EXERCISE DESCRIPTION: Could you retype every one of the lines below, character for character, with nothing changed?

PROVIDED INFORMATION:
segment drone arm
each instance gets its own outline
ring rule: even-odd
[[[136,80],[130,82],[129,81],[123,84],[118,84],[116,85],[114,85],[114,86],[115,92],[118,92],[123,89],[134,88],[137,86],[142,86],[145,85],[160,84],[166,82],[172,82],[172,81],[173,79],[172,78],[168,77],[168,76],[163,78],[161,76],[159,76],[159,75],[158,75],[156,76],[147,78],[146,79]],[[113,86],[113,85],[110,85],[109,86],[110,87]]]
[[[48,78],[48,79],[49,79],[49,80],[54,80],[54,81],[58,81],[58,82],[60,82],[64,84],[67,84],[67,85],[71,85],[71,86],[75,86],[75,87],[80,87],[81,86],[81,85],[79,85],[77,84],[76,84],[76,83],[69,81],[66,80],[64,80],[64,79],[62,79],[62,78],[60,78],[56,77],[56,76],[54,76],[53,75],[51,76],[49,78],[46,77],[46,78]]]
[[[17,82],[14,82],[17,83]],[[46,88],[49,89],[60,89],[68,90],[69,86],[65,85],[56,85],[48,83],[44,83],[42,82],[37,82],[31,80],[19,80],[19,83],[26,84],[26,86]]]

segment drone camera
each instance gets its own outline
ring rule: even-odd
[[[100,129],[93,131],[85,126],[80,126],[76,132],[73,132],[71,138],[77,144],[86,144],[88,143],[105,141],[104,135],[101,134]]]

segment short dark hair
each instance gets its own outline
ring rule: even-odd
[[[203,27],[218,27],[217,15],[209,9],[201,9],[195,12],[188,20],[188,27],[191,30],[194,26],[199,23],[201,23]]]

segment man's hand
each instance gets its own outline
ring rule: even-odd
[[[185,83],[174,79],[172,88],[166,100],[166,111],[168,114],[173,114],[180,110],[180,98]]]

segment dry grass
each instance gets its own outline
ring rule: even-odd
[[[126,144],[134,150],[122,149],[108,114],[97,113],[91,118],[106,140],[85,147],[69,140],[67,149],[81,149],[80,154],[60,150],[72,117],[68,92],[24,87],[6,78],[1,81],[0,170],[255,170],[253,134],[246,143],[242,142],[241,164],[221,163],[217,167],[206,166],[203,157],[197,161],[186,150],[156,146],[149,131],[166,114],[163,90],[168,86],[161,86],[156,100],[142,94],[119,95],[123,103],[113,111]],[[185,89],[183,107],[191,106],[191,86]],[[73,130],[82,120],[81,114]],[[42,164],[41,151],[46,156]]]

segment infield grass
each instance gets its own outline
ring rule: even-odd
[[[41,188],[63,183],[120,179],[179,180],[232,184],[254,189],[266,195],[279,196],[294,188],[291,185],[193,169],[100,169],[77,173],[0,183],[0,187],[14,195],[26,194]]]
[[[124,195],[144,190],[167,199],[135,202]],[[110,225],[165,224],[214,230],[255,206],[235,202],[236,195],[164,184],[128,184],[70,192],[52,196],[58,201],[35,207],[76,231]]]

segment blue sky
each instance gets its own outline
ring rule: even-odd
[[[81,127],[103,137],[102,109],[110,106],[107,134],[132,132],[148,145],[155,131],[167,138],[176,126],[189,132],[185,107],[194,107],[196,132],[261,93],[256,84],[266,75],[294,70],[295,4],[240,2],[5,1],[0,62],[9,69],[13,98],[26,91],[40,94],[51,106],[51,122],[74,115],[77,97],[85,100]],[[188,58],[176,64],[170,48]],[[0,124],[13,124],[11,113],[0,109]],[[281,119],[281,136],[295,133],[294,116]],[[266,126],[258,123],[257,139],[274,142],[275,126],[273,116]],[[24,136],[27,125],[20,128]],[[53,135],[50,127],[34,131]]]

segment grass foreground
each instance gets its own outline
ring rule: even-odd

RESPONSE BELOW:
segment drone arm
each instance gets its own outline
ring rule: even-odd
[[[136,80],[130,82],[129,81],[123,84],[118,84],[116,85],[114,85],[114,86],[115,92],[118,92],[123,89],[134,88],[137,86],[142,86],[145,85],[160,84],[166,82],[172,82],[172,81],[173,79],[172,78],[168,77],[168,76],[163,78],[161,76],[159,76],[159,75],[158,75],[156,76],[147,78],[146,79]],[[113,86],[113,85],[110,85],[109,86],[110,87]]]
[[[48,78],[48,79],[49,79],[49,80],[54,80],[54,81],[58,81],[58,82],[60,82],[64,84],[67,84],[67,85],[71,85],[71,86],[75,86],[75,87],[80,87],[81,86],[81,85],[79,85],[77,84],[76,84],[76,83],[69,81],[66,80],[64,80],[64,79],[62,79],[62,78],[60,78],[56,77],[56,76],[54,76],[53,75],[51,76],[49,78],[46,77],[46,78]]]
[[[17,82],[14,82],[17,83]],[[46,88],[49,89],[60,89],[68,90],[69,86],[65,85],[56,85],[48,83],[44,83],[42,82],[37,82],[31,80],[19,80],[19,83],[26,84],[26,86]]]

segment drone camera
each instance gets its own outline
ring rule: even-odd
[[[100,129],[93,131],[85,126],[80,126],[76,132],[73,132],[71,138],[77,144],[86,144],[88,143],[105,141],[104,135],[101,134]]]

segment short dark hair
each instance gets its own outline
ring rule: even-odd
[[[203,27],[218,27],[217,15],[209,9],[201,9],[195,12],[188,20],[188,27],[191,30],[194,26],[199,23],[201,23]]]

segment man's hand
each instance gets its own outline
ring rule: even-odd
[[[185,83],[174,79],[172,88],[166,100],[166,111],[168,114],[173,114],[180,110],[180,98]]]

segment dry grass
each instance gets its own outline
ring rule: even-odd
[[[126,144],[134,150],[122,149],[108,114],[97,113],[91,118],[106,140],[85,147],[69,140],[67,149],[81,149],[80,154],[60,150],[72,117],[68,92],[24,87],[6,78],[1,81],[0,170],[255,170],[253,134],[246,143],[242,142],[241,164],[221,163],[217,167],[206,166],[203,157],[197,161],[186,150],[156,146],[149,131],[166,114],[163,90],[168,86],[161,86],[156,100],[142,94],[119,95],[123,103],[113,111]],[[185,89],[183,107],[191,106],[191,86]],[[73,130],[82,120],[81,114]],[[42,164],[41,151],[46,156]]]

segment infield grass
each instance gets its own outline
ring rule: even-odd
[[[41,188],[63,183],[120,179],[179,180],[232,184],[254,189],[266,195],[279,196],[294,188],[291,185],[193,169],[100,169],[77,173],[0,183],[0,187],[14,195],[26,194]]]
[[[124,195],[144,190],[167,199],[135,202]],[[110,225],[165,224],[214,230],[255,206],[235,202],[236,195],[164,184],[128,184],[70,192],[52,196],[58,201],[35,207],[76,231]]]

segment blue sky
each instance gets its own outline
ring rule: even-odd
[[[81,127],[103,137],[102,109],[110,106],[107,134],[132,132],[148,145],[155,131],[167,138],[176,126],[189,132],[185,107],[194,107],[196,132],[261,93],[256,84],[266,75],[294,70],[295,4],[240,2],[5,1],[0,62],[9,69],[13,98],[26,91],[40,94],[51,106],[51,122],[74,115],[77,97],[85,100]],[[188,58],[176,64],[170,48]],[[0,124],[13,124],[11,113],[0,109]],[[281,119],[281,136],[295,133],[294,116]],[[266,126],[258,123],[257,139],[274,142],[275,126],[273,116]],[[24,136],[27,125],[20,128]],[[53,135],[50,127],[34,131]]]

segment grass foreground
each instance gets its own outline
ring rule: even-odd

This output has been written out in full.